**WORK TO BE COMPLETED**
Rescale the lines from the one containing "maple-shaped leaf in the photo above." through the last line, inclusive, and write them out again with their requests. Multiply each coordinate in the answers by 2.55 and round it to a whole number, with halves rounded up.

**SUPPLIED DATA**
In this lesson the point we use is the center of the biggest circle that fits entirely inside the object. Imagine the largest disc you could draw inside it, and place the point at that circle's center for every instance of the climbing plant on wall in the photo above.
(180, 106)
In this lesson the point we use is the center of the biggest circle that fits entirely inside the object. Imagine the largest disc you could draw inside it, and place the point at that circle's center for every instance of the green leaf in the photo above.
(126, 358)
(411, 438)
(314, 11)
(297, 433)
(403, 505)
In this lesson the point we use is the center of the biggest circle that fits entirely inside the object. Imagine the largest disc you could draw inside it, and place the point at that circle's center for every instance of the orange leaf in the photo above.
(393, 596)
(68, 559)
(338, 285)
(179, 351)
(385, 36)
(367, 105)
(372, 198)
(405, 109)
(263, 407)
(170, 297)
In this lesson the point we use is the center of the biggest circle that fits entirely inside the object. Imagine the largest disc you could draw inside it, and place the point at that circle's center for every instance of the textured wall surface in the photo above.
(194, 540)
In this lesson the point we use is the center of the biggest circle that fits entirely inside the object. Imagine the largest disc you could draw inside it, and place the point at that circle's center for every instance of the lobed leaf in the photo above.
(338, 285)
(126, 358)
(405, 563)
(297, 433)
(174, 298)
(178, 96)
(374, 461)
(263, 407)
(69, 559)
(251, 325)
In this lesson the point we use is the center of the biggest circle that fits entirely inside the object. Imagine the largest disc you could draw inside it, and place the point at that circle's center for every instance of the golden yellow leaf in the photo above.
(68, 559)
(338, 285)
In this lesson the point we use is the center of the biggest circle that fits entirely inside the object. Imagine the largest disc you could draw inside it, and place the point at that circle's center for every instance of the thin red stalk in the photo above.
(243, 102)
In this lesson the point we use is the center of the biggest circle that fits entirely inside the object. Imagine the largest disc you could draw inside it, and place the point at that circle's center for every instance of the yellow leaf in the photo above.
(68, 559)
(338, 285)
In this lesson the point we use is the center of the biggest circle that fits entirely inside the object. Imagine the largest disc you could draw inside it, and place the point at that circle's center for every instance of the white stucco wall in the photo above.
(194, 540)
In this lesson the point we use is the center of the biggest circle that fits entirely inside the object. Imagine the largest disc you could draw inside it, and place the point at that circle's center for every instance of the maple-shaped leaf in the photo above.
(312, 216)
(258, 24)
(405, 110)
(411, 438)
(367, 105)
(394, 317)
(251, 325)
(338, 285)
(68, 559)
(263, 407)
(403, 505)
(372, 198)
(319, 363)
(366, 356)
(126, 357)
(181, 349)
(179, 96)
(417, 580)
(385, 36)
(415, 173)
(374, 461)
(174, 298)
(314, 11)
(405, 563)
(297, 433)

**TASK RESPONSE**
In this lesson the point we use is the center of the biggest circle that fits entirely inside the object. Imagine the largest disc you could draw inside it, and place the point at that circle's center for every instance of the maple-shaped leaf in the photo above.
(796, 551)
(658, 61)
(1033, 281)
(1048, 1117)
(936, 268)
(1005, 808)
(640, 829)
(862, 727)
(173, 1425)
(671, 1038)
(1028, 1288)
(949, 505)
(813, 926)
(933, 908)
(321, 910)
(462, 890)
(456, 245)
(1063, 1479)
(982, 92)
(1058, 441)
(954, 1176)
(444, 760)
(801, 28)
(1033, 1436)
(757, 1104)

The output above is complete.